__WHAT YOU SHOULD DO__: Where a line of the records contains the word "shirt", show that line.

▼

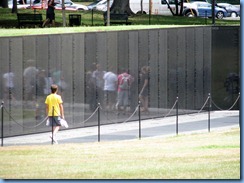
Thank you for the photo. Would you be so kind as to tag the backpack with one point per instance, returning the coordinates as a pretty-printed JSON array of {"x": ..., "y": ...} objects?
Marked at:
[{"x": 124, "y": 83}]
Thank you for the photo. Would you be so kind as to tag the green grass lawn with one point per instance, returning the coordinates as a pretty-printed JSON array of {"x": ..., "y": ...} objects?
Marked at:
[{"x": 214, "y": 155}]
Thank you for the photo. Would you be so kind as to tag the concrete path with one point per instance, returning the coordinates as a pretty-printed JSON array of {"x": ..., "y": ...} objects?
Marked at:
[{"x": 162, "y": 127}]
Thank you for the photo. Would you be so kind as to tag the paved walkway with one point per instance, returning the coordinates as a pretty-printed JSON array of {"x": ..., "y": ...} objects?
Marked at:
[{"x": 124, "y": 131}]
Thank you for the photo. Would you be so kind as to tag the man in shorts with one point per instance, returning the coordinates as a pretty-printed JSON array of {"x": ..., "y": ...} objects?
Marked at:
[
  {"x": 124, "y": 82},
  {"x": 54, "y": 110},
  {"x": 50, "y": 15}
]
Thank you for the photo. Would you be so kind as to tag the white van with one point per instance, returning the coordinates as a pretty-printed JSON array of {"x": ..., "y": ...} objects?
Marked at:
[{"x": 158, "y": 7}]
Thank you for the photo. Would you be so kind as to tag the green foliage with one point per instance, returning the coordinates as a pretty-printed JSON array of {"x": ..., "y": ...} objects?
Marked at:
[{"x": 95, "y": 18}]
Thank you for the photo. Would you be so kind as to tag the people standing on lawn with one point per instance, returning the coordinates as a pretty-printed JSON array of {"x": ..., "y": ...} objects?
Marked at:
[
  {"x": 54, "y": 110},
  {"x": 50, "y": 15}
]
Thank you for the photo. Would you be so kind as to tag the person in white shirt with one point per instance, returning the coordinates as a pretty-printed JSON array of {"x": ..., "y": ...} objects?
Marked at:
[
  {"x": 110, "y": 89},
  {"x": 8, "y": 85}
]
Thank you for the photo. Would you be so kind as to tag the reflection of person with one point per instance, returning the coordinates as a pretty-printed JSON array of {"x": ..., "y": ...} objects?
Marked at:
[
  {"x": 97, "y": 75},
  {"x": 30, "y": 74},
  {"x": 144, "y": 90},
  {"x": 110, "y": 86},
  {"x": 40, "y": 87},
  {"x": 54, "y": 110},
  {"x": 8, "y": 85},
  {"x": 124, "y": 82},
  {"x": 50, "y": 15}
]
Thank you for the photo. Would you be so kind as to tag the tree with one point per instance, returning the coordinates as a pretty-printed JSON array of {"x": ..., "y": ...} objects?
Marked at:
[
  {"x": 4, "y": 3},
  {"x": 14, "y": 8},
  {"x": 178, "y": 12},
  {"x": 121, "y": 6}
]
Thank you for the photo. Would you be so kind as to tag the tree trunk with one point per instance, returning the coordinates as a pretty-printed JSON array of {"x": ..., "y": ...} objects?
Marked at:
[
  {"x": 14, "y": 8},
  {"x": 121, "y": 6}
]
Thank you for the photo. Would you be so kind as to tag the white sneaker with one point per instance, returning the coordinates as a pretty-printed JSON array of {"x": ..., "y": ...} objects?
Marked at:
[{"x": 54, "y": 139}]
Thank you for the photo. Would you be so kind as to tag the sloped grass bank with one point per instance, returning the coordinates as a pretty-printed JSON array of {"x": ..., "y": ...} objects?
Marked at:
[{"x": 214, "y": 155}]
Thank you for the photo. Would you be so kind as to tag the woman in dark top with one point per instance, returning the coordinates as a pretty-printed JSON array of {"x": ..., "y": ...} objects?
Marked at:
[
  {"x": 144, "y": 90},
  {"x": 50, "y": 15}
]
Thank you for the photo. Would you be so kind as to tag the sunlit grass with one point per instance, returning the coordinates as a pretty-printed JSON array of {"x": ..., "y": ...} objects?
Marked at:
[
  {"x": 214, "y": 155},
  {"x": 94, "y": 22}
]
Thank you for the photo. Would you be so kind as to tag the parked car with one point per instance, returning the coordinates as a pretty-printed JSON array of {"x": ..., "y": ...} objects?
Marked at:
[
  {"x": 25, "y": 4},
  {"x": 233, "y": 11},
  {"x": 69, "y": 5},
  {"x": 93, "y": 5},
  {"x": 204, "y": 9}
]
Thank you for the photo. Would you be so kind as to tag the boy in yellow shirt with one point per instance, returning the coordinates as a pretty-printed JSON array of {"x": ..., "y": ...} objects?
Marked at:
[{"x": 54, "y": 110}]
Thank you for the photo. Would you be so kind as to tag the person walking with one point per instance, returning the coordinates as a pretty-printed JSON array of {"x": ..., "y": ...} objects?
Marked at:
[
  {"x": 50, "y": 15},
  {"x": 124, "y": 82},
  {"x": 55, "y": 111},
  {"x": 110, "y": 86},
  {"x": 143, "y": 95}
]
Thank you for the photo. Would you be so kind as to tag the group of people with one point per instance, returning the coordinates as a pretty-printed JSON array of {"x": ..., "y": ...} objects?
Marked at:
[{"x": 114, "y": 91}]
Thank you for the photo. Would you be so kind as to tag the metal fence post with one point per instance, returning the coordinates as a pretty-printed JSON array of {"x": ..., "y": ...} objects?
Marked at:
[
  {"x": 2, "y": 123},
  {"x": 92, "y": 17},
  {"x": 209, "y": 109},
  {"x": 98, "y": 118},
  {"x": 177, "y": 124},
  {"x": 52, "y": 123},
  {"x": 139, "y": 115}
]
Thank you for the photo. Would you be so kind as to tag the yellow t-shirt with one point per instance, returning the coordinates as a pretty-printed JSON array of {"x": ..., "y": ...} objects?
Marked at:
[{"x": 53, "y": 101}]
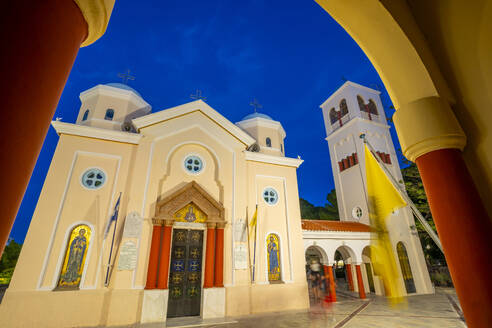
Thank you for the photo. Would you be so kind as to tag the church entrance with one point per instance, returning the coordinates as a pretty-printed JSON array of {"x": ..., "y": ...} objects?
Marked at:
[{"x": 185, "y": 273}]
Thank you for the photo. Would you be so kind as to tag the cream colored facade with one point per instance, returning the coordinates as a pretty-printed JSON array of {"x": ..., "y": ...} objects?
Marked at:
[
  {"x": 146, "y": 167},
  {"x": 343, "y": 130}
]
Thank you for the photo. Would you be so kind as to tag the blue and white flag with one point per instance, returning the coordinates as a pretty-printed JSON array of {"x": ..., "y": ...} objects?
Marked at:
[{"x": 114, "y": 217}]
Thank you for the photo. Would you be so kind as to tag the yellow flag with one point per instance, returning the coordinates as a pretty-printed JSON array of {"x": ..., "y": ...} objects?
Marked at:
[
  {"x": 254, "y": 219},
  {"x": 384, "y": 199}
]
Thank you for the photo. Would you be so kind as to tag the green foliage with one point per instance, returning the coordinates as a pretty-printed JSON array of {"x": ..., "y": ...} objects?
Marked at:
[
  {"x": 415, "y": 190},
  {"x": 327, "y": 212},
  {"x": 8, "y": 261}
]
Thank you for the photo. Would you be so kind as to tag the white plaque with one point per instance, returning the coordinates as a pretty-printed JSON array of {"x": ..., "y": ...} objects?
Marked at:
[
  {"x": 240, "y": 231},
  {"x": 133, "y": 225},
  {"x": 128, "y": 256},
  {"x": 240, "y": 256}
]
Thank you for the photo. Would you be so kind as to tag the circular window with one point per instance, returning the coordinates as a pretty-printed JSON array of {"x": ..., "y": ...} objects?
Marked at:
[
  {"x": 93, "y": 178},
  {"x": 357, "y": 213},
  {"x": 270, "y": 196},
  {"x": 193, "y": 164}
]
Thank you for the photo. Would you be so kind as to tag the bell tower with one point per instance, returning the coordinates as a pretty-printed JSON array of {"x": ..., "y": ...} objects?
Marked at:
[{"x": 350, "y": 111}]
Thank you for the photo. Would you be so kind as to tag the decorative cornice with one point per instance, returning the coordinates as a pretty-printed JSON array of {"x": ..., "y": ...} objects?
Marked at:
[
  {"x": 198, "y": 105},
  {"x": 345, "y": 85},
  {"x": 96, "y": 133},
  {"x": 352, "y": 122},
  {"x": 426, "y": 125},
  {"x": 107, "y": 90},
  {"x": 270, "y": 159},
  {"x": 96, "y": 13},
  {"x": 263, "y": 122}
]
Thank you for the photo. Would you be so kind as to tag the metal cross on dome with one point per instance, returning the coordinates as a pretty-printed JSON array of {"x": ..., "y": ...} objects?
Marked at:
[
  {"x": 198, "y": 95},
  {"x": 126, "y": 76},
  {"x": 255, "y": 104}
]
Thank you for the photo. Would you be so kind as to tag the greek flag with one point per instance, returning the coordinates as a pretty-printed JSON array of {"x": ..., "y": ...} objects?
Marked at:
[{"x": 114, "y": 217}]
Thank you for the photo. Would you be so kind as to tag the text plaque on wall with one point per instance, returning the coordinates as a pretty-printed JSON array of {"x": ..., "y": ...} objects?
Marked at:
[
  {"x": 133, "y": 225},
  {"x": 128, "y": 256},
  {"x": 240, "y": 257}
]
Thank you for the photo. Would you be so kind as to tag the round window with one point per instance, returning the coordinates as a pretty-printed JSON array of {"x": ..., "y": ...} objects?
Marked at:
[
  {"x": 270, "y": 196},
  {"x": 357, "y": 213},
  {"x": 193, "y": 164},
  {"x": 93, "y": 178}
]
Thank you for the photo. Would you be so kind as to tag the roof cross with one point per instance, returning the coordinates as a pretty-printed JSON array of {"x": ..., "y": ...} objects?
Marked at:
[
  {"x": 198, "y": 95},
  {"x": 126, "y": 76},
  {"x": 255, "y": 104}
]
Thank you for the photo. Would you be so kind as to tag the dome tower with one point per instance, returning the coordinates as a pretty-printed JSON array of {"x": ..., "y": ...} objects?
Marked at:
[{"x": 111, "y": 106}]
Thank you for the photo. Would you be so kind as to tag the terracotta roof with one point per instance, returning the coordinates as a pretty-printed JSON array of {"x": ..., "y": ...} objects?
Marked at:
[{"x": 324, "y": 225}]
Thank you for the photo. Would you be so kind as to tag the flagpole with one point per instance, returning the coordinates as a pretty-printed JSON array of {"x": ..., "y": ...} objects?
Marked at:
[
  {"x": 106, "y": 281},
  {"x": 404, "y": 195},
  {"x": 254, "y": 248}
]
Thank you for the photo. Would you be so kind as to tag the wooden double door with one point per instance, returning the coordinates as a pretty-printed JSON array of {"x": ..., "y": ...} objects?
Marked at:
[{"x": 185, "y": 274}]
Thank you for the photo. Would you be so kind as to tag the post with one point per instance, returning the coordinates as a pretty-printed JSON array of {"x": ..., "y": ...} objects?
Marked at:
[
  {"x": 153, "y": 257},
  {"x": 360, "y": 282},
  {"x": 331, "y": 282},
  {"x": 350, "y": 280},
  {"x": 219, "y": 256},
  {"x": 162, "y": 280},
  {"x": 431, "y": 136},
  {"x": 209, "y": 256}
]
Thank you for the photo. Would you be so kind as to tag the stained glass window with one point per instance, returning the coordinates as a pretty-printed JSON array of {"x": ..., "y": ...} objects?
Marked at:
[
  {"x": 193, "y": 164},
  {"x": 109, "y": 114},
  {"x": 273, "y": 255},
  {"x": 93, "y": 178},
  {"x": 75, "y": 255},
  {"x": 270, "y": 196}
]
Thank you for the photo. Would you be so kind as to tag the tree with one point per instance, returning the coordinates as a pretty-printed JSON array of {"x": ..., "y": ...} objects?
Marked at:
[
  {"x": 9, "y": 260},
  {"x": 416, "y": 192},
  {"x": 327, "y": 212}
]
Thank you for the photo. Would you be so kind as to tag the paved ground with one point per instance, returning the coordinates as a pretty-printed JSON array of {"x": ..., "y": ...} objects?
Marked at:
[{"x": 440, "y": 310}]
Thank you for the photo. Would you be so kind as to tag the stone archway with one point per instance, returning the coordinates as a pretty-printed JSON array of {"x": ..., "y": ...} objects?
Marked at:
[
  {"x": 429, "y": 132},
  {"x": 163, "y": 222}
]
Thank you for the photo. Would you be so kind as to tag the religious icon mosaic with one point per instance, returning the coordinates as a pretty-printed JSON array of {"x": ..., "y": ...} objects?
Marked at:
[
  {"x": 190, "y": 213},
  {"x": 273, "y": 250},
  {"x": 75, "y": 255}
]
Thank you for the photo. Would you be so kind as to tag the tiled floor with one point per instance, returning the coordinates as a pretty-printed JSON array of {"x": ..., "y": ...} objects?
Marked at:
[{"x": 420, "y": 311}]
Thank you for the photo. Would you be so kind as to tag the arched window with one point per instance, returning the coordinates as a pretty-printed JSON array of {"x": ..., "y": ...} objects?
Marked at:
[
  {"x": 109, "y": 114},
  {"x": 75, "y": 255},
  {"x": 343, "y": 107},
  {"x": 406, "y": 271},
  {"x": 362, "y": 106},
  {"x": 333, "y": 115},
  {"x": 373, "y": 109},
  {"x": 273, "y": 252}
]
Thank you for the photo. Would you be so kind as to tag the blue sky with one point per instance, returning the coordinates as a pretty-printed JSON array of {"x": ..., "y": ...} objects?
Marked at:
[{"x": 290, "y": 55}]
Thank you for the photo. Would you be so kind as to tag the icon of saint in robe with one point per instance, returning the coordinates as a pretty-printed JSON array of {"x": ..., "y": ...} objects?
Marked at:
[
  {"x": 274, "y": 268},
  {"x": 75, "y": 258},
  {"x": 190, "y": 216}
]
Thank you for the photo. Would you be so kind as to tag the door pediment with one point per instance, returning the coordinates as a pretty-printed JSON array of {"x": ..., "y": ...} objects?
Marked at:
[{"x": 190, "y": 193}]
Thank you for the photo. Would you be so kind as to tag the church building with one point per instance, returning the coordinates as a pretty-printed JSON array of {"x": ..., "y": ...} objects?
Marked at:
[
  {"x": 343, "y": 246},
  {"x": 144, "y": 216},
  {"x": 148, "y": 216}
]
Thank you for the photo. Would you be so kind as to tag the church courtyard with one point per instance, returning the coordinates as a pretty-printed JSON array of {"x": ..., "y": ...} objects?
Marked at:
[{"x": 438, "y": 310}]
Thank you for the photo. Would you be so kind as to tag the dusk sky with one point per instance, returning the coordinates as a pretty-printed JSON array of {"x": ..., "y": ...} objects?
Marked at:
[{"x": 289, "y": 55}]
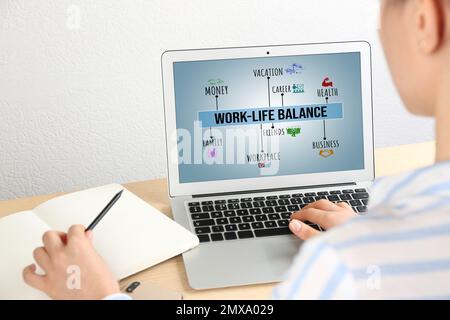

▲

__WORKED SOLUTION__:
Thank you for the photo. Would you be so kind as to tag the person in white shirt with one point per instance, returning the coordinates as a pretty-printed JSON array of {"x": ..., "y": ...} objects?
Thank you for the photo. Would you be so kind as to tag the boy in yellow shirt with one point per instance, returning the coordinates as a pretty-printed JSON array of {"x": ..., "y": ...} objects?
Thank you for the photo. Would you be so kind as to tag the yellow t-shirt with one point per instance, returning the coordinates as a pretty-printed JSON array of {"x": ..., "y": ...} objects?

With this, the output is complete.